(Dataset entries)
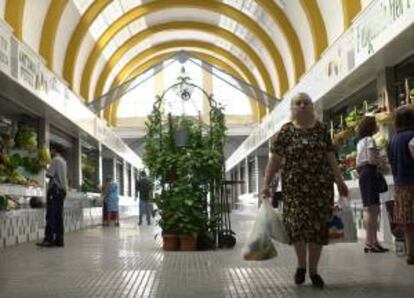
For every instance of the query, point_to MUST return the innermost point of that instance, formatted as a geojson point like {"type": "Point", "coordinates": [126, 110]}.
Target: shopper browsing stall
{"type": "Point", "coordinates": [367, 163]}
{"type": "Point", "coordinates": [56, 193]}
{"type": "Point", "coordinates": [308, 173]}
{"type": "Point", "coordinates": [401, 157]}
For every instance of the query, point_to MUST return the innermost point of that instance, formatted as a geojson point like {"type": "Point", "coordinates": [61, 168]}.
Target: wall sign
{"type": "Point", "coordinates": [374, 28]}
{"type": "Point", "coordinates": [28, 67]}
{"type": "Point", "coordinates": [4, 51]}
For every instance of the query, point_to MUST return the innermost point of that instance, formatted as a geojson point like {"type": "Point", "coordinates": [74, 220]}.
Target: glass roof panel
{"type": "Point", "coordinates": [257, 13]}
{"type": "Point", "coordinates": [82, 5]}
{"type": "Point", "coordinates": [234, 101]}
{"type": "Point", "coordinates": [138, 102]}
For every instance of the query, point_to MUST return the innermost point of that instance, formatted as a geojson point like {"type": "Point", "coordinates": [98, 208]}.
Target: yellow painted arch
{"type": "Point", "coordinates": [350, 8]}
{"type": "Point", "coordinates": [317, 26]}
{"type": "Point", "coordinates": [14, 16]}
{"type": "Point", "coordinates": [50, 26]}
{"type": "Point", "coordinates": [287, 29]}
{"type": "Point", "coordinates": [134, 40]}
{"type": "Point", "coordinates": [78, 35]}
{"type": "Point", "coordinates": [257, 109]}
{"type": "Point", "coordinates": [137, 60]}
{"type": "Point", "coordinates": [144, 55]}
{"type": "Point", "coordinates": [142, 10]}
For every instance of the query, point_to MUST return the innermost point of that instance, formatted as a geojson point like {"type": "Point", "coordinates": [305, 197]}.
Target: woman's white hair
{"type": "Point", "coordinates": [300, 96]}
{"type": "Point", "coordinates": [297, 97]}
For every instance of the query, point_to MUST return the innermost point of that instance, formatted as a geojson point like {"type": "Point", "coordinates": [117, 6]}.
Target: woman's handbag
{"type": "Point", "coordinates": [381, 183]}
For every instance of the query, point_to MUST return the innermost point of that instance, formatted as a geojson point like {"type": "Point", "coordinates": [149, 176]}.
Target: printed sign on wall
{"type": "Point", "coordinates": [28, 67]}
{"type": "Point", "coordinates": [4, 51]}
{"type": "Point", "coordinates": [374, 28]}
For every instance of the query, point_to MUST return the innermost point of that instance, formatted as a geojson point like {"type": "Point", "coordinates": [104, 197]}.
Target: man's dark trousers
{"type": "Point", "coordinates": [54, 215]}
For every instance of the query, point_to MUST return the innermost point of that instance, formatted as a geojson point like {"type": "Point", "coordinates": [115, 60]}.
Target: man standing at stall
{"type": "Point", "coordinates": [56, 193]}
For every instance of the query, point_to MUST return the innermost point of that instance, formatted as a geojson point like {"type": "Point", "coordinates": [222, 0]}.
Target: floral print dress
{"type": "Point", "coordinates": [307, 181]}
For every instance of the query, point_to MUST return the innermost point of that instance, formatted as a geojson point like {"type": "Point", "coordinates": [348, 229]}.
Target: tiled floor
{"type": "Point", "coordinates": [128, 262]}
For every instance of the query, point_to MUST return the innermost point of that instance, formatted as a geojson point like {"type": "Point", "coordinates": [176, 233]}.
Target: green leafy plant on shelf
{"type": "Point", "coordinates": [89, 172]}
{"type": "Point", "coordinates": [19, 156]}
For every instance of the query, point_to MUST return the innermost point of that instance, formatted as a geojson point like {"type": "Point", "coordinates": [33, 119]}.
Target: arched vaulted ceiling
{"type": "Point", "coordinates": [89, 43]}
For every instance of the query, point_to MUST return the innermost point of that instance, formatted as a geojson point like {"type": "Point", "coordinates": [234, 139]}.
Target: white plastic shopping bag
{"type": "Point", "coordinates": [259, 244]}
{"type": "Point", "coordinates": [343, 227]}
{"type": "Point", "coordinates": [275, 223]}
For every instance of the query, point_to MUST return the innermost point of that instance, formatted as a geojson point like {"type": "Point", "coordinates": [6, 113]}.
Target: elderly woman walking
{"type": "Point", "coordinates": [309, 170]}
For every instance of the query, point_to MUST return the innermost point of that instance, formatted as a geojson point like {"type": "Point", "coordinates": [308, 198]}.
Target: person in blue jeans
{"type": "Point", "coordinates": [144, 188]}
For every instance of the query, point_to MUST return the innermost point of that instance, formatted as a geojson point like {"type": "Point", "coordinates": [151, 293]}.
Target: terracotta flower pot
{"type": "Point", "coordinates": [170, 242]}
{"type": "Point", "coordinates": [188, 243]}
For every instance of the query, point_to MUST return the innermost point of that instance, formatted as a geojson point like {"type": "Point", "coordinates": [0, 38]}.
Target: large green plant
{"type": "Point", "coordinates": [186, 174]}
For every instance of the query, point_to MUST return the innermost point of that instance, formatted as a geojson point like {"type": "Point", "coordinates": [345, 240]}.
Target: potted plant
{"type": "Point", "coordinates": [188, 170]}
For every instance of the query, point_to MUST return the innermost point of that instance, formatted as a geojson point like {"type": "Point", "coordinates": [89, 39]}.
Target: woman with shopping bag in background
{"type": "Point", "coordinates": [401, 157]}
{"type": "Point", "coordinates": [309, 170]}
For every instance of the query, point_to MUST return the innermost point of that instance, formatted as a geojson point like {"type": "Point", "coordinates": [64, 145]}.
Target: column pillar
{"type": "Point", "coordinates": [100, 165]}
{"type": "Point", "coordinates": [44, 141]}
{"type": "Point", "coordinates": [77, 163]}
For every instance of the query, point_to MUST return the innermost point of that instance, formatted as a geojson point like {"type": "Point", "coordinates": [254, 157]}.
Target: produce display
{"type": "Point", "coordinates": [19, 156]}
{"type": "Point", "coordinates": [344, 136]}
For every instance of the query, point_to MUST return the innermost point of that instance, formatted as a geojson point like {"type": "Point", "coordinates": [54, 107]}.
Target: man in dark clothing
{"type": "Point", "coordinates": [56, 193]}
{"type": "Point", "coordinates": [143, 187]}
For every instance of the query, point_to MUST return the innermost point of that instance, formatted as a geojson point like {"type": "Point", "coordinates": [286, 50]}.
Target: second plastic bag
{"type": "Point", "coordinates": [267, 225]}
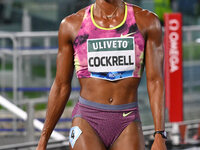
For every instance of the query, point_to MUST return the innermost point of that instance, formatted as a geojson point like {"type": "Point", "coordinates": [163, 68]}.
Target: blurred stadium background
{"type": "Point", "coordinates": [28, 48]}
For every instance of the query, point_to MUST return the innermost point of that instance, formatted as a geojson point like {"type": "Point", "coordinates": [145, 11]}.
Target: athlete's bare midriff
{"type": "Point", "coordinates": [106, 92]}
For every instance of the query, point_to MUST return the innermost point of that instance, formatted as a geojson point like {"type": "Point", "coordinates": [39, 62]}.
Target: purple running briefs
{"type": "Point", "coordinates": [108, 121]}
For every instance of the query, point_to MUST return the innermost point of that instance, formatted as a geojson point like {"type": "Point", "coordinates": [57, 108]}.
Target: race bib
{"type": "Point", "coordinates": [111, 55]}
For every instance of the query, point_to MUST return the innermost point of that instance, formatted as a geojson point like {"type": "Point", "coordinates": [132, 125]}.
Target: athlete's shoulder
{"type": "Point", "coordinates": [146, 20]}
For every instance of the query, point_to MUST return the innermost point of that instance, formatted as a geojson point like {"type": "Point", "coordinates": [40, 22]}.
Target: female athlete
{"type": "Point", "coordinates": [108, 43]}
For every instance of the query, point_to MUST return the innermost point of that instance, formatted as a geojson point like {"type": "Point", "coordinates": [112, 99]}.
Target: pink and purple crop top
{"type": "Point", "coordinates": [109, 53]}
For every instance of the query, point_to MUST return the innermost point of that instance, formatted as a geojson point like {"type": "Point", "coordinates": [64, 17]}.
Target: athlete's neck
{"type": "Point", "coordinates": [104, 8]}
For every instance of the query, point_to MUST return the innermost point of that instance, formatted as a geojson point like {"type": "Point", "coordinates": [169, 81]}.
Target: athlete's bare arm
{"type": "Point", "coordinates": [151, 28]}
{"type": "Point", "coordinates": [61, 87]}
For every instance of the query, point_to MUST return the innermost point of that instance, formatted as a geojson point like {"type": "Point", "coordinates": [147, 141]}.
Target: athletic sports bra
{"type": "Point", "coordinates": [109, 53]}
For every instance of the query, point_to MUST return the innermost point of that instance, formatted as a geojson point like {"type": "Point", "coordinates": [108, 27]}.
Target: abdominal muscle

Goal of the exercise
Each line from the one holding "Target: athletic sports bra" to the end of the entries is to be written out exactly. Skip every line before it.

Answer to the exercise
Target: athletic sports bra
{"type": "Point", "coordinates": [109, 53]}
For every instance of the query, point_to MUST return the innermost point of that instance, formatted as a geojson point like {"type": "Point", "coordinates": [108, 27]}.
Target: abdominal muscle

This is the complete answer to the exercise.